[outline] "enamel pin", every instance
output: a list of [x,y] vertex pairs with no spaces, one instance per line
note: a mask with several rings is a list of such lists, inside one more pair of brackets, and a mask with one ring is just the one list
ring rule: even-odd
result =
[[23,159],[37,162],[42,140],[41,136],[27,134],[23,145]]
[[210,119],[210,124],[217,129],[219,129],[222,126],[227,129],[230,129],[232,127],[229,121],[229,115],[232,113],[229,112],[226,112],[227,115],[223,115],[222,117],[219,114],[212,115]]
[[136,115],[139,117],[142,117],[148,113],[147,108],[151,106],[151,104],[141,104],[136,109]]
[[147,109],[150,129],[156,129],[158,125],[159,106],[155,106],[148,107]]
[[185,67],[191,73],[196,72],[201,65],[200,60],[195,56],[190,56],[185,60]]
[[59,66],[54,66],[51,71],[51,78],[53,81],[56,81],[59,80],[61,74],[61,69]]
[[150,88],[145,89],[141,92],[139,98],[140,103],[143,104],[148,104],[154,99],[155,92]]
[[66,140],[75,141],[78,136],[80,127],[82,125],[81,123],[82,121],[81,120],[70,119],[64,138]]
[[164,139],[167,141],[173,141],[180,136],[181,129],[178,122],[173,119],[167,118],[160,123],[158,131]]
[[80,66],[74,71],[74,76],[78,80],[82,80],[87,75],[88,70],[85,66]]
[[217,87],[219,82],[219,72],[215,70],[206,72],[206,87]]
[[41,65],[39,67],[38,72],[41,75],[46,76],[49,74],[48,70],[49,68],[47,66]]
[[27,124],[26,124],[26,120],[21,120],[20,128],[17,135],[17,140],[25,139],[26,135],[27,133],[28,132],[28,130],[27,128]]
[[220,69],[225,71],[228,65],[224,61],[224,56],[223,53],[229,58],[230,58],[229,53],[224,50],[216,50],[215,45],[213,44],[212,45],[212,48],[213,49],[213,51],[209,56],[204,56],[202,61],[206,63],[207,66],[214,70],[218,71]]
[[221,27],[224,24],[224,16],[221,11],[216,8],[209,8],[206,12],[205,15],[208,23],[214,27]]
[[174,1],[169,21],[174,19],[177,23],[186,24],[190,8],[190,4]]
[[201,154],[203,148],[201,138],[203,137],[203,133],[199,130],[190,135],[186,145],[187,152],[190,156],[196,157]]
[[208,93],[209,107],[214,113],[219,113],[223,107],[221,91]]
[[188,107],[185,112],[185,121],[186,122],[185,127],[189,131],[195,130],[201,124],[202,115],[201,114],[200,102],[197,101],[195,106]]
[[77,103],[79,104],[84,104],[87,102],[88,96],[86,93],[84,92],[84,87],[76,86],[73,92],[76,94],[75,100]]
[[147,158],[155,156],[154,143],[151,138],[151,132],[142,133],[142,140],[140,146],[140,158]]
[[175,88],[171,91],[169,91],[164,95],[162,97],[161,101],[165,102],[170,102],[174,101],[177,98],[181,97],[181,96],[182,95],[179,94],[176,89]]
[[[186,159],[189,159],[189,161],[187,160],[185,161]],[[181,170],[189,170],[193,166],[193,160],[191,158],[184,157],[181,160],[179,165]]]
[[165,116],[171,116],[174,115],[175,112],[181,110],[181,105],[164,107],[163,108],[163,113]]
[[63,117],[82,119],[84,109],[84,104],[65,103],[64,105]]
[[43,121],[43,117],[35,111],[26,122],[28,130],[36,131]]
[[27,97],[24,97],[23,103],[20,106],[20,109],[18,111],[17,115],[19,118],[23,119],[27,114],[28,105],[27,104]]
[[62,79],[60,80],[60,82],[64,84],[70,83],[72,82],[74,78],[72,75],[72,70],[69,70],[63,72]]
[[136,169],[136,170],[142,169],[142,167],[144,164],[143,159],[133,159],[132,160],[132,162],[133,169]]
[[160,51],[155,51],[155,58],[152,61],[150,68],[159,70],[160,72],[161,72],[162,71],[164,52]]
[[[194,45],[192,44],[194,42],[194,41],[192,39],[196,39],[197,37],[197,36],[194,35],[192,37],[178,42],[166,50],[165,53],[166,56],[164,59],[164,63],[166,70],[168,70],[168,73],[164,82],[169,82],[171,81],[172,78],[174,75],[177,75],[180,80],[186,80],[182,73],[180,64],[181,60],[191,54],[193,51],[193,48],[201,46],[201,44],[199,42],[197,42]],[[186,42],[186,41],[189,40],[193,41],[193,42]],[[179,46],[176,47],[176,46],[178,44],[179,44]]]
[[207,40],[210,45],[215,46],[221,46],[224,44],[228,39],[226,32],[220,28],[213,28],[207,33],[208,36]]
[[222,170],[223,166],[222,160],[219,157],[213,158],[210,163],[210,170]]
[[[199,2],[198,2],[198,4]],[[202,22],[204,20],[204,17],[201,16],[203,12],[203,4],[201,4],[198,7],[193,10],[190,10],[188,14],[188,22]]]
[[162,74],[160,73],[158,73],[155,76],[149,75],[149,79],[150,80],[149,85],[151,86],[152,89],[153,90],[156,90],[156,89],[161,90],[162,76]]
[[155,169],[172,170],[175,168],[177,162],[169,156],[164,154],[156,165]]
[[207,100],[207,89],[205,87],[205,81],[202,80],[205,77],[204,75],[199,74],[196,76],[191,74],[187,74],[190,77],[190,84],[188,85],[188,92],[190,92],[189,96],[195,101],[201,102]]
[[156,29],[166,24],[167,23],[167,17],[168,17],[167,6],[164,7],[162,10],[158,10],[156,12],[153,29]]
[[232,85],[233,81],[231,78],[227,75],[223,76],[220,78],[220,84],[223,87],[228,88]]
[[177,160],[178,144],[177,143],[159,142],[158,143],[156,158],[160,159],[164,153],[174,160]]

##############################

§ The request: Please copy out all of the records above line for line, keeping every character unchanged.

§ Solution for this exercise:
[outline] "enamel pin", every instance
output: a list of [x,y] vertex pairs with no spaces, one instance per line
note: a mask with several rings is a list of such lists, inside one more pair of brackets, and a mask with one ring is just the one list
ring rule: even-odd
result =
[[23,159],[37,162],[42,140],[41,136],[27,134],[23,145]]
[[210,119],[210,124],[217,129],[219,129],[222,126],[227,129],[230,129],[232,127],[229,121],[229,115],[232,113],[229,112],[226,112],[227,115],[223,115],[222,117],[219,114],[212,115]]
[[136,115],[139,117],[142,117],[148,113],[147,108],[151,106],[151,104],[141,104],[136,109]]
[[147,109],[150,129],[156,129],[158,125],[159,106],[155,106],[148,107]]
[[185,67],[191,73],[196,72],[201,65],[200,60],[195,56],[190,56],[185,60]]
[[59,66],[54,66],[51,71],[51,78],[53,81],[56,81],[59,80],[61,74],[61,69]]
[[150,88],[145,89],[141,92],[139,98],[140,103],[143,104],[148,104],[154,99],[155,92]]
[[66,140],[75,141],[78,136],[80,127],[82,125],[81,123],[82,121],[81,120],[70,119],[64,138]]
[[164,139],[167,141],[173,141],[180,136],[181,129],[178,122],[173,119],[167,118],[160,123],[158,131]]
[[80,66],[74,71],[74,76],[78,80],[82,80],[87,75],[88,70],[85,66]]
[[217,87],[219,82],[219,72],[215,70],[206,72],[206,87]]
[[41,65],[39,67],[38,72],[41,75],[46,76],[49,74],[48,70],[49,68],[47,66]]
[[27,124],[26,124],[26,120],[21,120],[20,128],[17,135],[17,140],[25,139],[26,135],[27,133],[28,132],[28,130],[27,128]]
[[220,69],[225,71],[228,65],[224,61],[224,56],[223,53],[229,58],[230,58],[229,53],[224,50],[216,50],[215,45],[213,44],[212,45],[212,48],[213,49],[213,51],[209,56],[204,56],[202,61],[206,63],[207,66],[214,70],[218,71]]
[[221,27],[224,24],[224,16],[221,11],[216,8],[209,8],[206,12],[205,15],[208,23],[214,27]]
[[174,1],[169,21],[174,19],[177,23],[186,24],[190,8],[190,4]]
[[201,154],[203,148],[201,138],[203,137],[203,133],[199,130],[190,135],[186,145],[187,152],[190,156],[196,157]]
[[208,93],[209,107],[214,113],[219,113],[223,107],[221,91]]
[[188,107],[185,112],[185,121],[186,122],[185,127],[189,131],[195,130],[201,124],[202,115],[201,114],[200,102],[197,101],[195,106]]
[[77,103],[79,104],[84,104],[87,102],[88,96],[86,93],[84,92],[84,87],[76,86],[73,92],[76,94],[75,100]]
[[147,158],[155,156],[154,143],[151,138],[151,132],[142,133],[142,140],[140,146],[140,158]]
[[175,88],[171,91],[169,91],[164,95],[162,97],[161,101],[165,102],[170,102],[174,101],[177,98],[181,97],[181,96],[182,95],[179,94],[176,89]]
[[[186,159],[189,159],[189,161],[187,160],[185,161]],[[181,170],[189,170],[193,166],[193,160],[191,158],[184,157],[181,160],[179,165]]]
[[165,116],[171,116],[174,115],[175,112],[181,110],[181,105],[164,107],[163,108],[163,113]]
[[63,117],[82,119],[84,109],[84,104],[65,103],[64,105]]
[[43,121],[43,117],[35,111],[26,122],[28,130],[36,131]]
[[27,97],[24,97],[23,103],[20,106],[20,109],[18,111],[17,115],[19,118],[23,119],[27,114],[28,105],[27,104]]
[[62,79],[60,80],[60,82],[64,84],[70,83],[72,82],[74,78],[72,75],[72,70],[69,70],[63,72]]
[[136,169],[136,170],[142,169],[142,167],[144,164],[143,159],[133,159],[132,160],[132,162],[133,169]]
[[160,51],[155,51],[155,58],[152,61],[150,68],[159,70],[160,72],[161,72],[162,71],[164,52]]
[[[194,45],[192,44],[194,42],[194,41],[192,39],[196,39],[197,37],[197,36],[194,35],[192,37],[178,42],[166,50],[165,53],[166,56],[164,59],[164,63],[166,70],[168,70],[168,73],[164,82],[169,82],[171,81],[172,78],[174,75],[177,75],[180,80],[186,80],[182,73],[180,64],[181,60],[191,54],[193,51],[193,48],[201,46],[201,44],[199,42],[197,42]],[[186,42],[186,41],[189,40],[193,41],[193,42]],[[179,46],[176,47],[176,46],[178,44],[179,44]]]
[[207,40],[210,45],[215,46],[221,46],[224,44],[228,39],[226,32],[220,28],[213,28],[207,33],[208,36]]
[[222,170],[223,166],[222,160],[219,157],[213,158],[210,163],[210,170]]
[[[199,2],[198,2],[198,4]],[[202,22],[204,20],[204,17],[201,16],[203,12],[203,4],[201,4],[198,7],[193,10],[190,10],[188,14],[188,22]]]
[[162,74],[160,73],[158,73],[155,76],[149,75],[149,79],[150,80],[149,85],[151,86],[152,89],[153,90],[156,90],[156,89],[161,90],[162,76]]
[[155,169],[172,170],[175,168],[177,162],[169,156],[164,154],[156,165]]
[[207,100],[207,89],[205,87],[205,81],[202,80],[205,77],[204,75],[199,74],[196,76],[191,74],[187,74],[190,77],[190,84],[188,85],[188,92],[190,92],[189,96],[195,101],[201,102]]
[[156,29],[166,24],[167,23],[167,17],[168,17],[167,6],[164,7],[162,10],[158,10],[156,12],[153,29]]
[[232,85],[233,81],[231,78],[227,75],[223,76],[220,78],[220,84],[223,87],[228,88]]
[[177,160],[178,144],[177,143],[159,142],[158,143],[156,158],[160,159],[164,153],[174,160]]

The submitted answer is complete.